= PROMPT =
Each entry below is to be transcribed exactly.

= GIVEN INFORMATION =

>> START

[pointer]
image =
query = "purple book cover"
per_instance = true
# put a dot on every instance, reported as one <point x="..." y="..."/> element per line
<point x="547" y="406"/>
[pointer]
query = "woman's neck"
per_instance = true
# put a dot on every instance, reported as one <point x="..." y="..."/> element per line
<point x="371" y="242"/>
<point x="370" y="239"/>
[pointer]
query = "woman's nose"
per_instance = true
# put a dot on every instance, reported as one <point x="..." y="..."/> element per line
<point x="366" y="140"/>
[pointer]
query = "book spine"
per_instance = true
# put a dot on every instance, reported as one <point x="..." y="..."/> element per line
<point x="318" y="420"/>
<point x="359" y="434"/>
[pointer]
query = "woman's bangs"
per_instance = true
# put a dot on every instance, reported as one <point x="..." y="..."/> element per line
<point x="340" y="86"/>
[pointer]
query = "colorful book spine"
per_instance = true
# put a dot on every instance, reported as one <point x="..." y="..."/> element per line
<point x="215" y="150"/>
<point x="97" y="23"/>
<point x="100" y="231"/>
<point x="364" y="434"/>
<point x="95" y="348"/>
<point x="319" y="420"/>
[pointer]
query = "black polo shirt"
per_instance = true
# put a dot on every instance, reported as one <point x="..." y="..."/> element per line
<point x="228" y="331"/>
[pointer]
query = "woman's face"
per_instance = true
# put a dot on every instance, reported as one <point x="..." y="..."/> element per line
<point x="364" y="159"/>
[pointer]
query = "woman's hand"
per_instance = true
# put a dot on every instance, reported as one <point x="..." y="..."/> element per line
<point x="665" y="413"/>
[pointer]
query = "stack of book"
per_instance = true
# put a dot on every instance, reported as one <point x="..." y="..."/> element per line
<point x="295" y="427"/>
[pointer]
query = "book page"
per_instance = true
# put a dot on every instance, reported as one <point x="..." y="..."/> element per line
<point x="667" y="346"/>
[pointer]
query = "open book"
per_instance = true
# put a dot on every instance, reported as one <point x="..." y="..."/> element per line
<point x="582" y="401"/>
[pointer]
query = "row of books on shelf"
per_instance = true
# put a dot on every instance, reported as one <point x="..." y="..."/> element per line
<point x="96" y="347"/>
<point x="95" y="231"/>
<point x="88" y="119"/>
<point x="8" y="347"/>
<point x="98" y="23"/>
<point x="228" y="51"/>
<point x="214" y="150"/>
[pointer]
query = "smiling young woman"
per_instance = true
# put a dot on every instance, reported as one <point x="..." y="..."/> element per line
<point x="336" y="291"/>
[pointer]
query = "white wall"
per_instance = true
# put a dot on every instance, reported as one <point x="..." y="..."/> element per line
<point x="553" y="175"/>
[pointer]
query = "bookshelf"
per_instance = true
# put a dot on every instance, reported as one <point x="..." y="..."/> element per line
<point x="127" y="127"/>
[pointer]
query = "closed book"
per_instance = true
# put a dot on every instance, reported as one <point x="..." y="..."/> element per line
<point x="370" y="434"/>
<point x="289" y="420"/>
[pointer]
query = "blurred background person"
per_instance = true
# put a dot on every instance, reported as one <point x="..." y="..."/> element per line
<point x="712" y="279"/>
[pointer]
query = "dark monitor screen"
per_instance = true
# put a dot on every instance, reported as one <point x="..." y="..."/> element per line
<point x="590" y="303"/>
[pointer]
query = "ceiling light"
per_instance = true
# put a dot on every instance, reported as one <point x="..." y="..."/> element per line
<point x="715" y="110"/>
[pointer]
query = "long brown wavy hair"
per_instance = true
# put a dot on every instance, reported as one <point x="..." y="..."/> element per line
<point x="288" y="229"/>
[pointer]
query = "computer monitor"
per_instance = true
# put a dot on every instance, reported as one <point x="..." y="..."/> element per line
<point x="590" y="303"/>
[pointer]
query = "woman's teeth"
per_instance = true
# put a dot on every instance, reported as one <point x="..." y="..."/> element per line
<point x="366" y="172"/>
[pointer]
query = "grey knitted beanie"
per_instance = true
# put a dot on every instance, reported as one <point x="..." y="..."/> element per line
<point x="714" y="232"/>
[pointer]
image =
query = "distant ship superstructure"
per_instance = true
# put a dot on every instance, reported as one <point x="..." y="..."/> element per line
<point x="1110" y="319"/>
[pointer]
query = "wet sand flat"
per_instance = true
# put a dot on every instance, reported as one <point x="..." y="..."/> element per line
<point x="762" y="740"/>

>> END

= SOLUTION FOR THIS PROBLEM =
[pointer]
image =
query = "purple book cover"
per_instance = true
# put a dot on every instance, reported as one <point x="..." y="..."/> element per line
<point x="547" y="406"/>
[pointer]
query = "woman's neck"
per_instance = true
# put a dot on every instance, reported as one <point x="..." y="..."/> element per line
<point x="371" y="242"/>
<point x="370" y="239"/>
[pointer]
query = "woman's nose"
per_instance = true
# put a dot on every instance, reported as one <point x="..." y="..."/> element per line
<point x="366" y="140"/>
[pointer]
query = "book spine"
per_instance = true
# put a dot on every instance, reported as one <point x="..." y="..."/> element per line
<point x="318" y="420"/>
<point x="359" y="434"/>
[pointer]
query = "woman's bangs"
per_instance = true
# put a dot on every instance, reported as one <point x="..." y="..."/> element per line
<point x="340" y="86"/>
[pointer]
query = "colorful book spine"
per_instance = true
# put a dot on every instance, reported as one <point x="..." y="..."/> element per line
<point x="215" y="150"/>
<point x="97" y="23"/>
<point x="100" y="231"/>
<point x="364" y="434"/>
<point x="95" y="348"/>
<point x="319" y="420"/>
[pointer]
query = "black polo shirt"
per_instance = true
# put a dot on every instance, reported as one <point x="..." y="..."/> element per line
<point x="228" y="331"/>
[pointer]
query = "woman's face"
per_instance = true
# put a dot on every instance, reported as one <point x="..." y="..."/> element per line
<point x="364" y="159"/>
[pointer]
query = "woman's hand"
per_instance = true
# put a dot on every instance, reported as one <point x="..." y="..."/> element per line
<point x="665" y="413"/>
[pointer]
query = "stack of book"
per_instance = true
# put a dot on every instance, reported as one <point x="..." y="..."/> element per line
<point x="295" y="427"/>
[pointer]
query = "book page"
per_instance = true
# put a dot on every instance, reported as one <point x="..." y="..."/> element per line
<point x="667" y="346"/>
[pointer]
query = "open book"
per_instance = true
# put a dot on every instance, reported as one <point x="..." y="..."/> element per line
<point x="582" y="401"/>
[pointer]
query = "row of books on shelf"
per_instance = true
# put a dot on every instance, reported as one <point x="..." y="..."/> element per line
<point x="96" y="347"/>
<point x="95" y="231"/>
<point x="88" y="119"/>
<point x="8" y="347"/>
<point x="98" y="23"/>
<point x="228" y="51"/>
<point x="214" y="150"/>
[pointer]
query = "smiling young woman"
per_instance = true
# put a dot on every instance, reported as one <point x="..." y="..."/> element per line
<point x="336" y="291"/>
[pointer]
query = "white wall"
per_instance = true
# put a dot on every instance, reported as one <point x="..." y="..."/> element per line
<point x="553" y="175"/>
[pointer]
query = "bookshelf"
per_instance = true
# put a dot on every instance, reported as one <point x="..." y="..."/> element per line
<point x="127" y="127"/>
[pointer]
query = "closed book"
per_instance = true
# put a dot on every instance, reported as one <point x="..." y="..."/> element per line
<point x="370" y="434"/>
<point x="289" y="420"/>
[pointer]
query = "blurred background person"
per_instance = true
# put a dot on every instance, reported as one <point x="..." y="..."/> element per line
<point x="712" y="279"/>
[pointer]
query = "dark monitor screen"
per_instance = true
# put a dot on every instance, reported as one <point x="..." y="..."/> element per line
<point x="590" y="303"/>
[pointer]
query = "ceiling light"
per_instance = true
# put a dot on every instance, reported as one <point x="..." y="..."/> element per line
<point x="715" y="110"/>
[pointer]
query = "long brown wavy hair"
per_instance = true
# put a dot on every instance, reported as one <point x="..." y="..."/> element per line
<point x="288" y="229"/>
[pointer]
query = "computer monitor"
per_instance = true
# put a dot on every instance, reported as one <point x="..." y="..."/> element per line
<point x="590" y="303"/>
[pointer]
query = "woman's teeth"
per_instance = true
# put a dot on every instance, reported as one <point x="..." y="..."/> element per line
<point x="366" y="172"/>
[pointer]
query = "grey knitted beanie"
per_instance = true
# put a dot on every instance, reported as one <point x="..." y="..."/> element per line
<point x="714" y="232"/>
[pointer]
image =
query = "distant ship superstructure"
per_instance = true
# put a dot on every instance, reported as one <point x="..." y="..."/> element per line
<point x="1110" y="319"/>
[pointer]
query = "wet sand flat"
per_instance = true
# put a dot on every instance, reported as one <point x="..." y="..."/> element per line
<point x="762" y="740"/>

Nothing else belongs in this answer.